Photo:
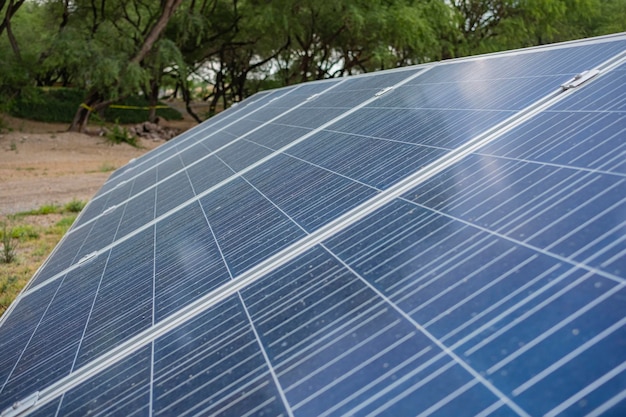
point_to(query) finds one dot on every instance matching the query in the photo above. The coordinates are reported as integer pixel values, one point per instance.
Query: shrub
(9, 244)
(60, 104)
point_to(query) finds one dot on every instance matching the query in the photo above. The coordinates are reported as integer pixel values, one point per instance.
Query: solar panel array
(444, 239)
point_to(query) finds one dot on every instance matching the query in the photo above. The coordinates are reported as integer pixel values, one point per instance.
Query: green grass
(74, 206)
(34, 243)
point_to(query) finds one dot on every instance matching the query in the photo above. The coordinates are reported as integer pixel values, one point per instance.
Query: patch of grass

Given exercise ▸ Rescale the point coordinates in the answers throughout the records above by multiplying each by 0.35 and rounding to the nearest whole number, with halves rounded up. Reproduce every line, requests included, but omit the pictures.

Task result ▸
Photo:
point_to(query) finds one dot on every instance matching the query in the photo above. The coordinates are reported as integer pixel values, one point per instance.
Query: shrub
(3, 85)
(21, 36)
point_to(query) finds one dot on every instance matching the query in the photo above. The coordinates are reported as integer pixel values, one point per instance.
Query: solar panel array
(155, 84)
point_to(query) finds one dot on every instance matching the query in the photo above. The coordinates are reported as integer pixel values, one point per instance.
Query: green grass
(26, 72)
(12, 85)
point_to(query) finds one dot on every instance matching the query in the photo above. The coordinates are reported as integer pixel values, one point per instance.
Query: patch of grass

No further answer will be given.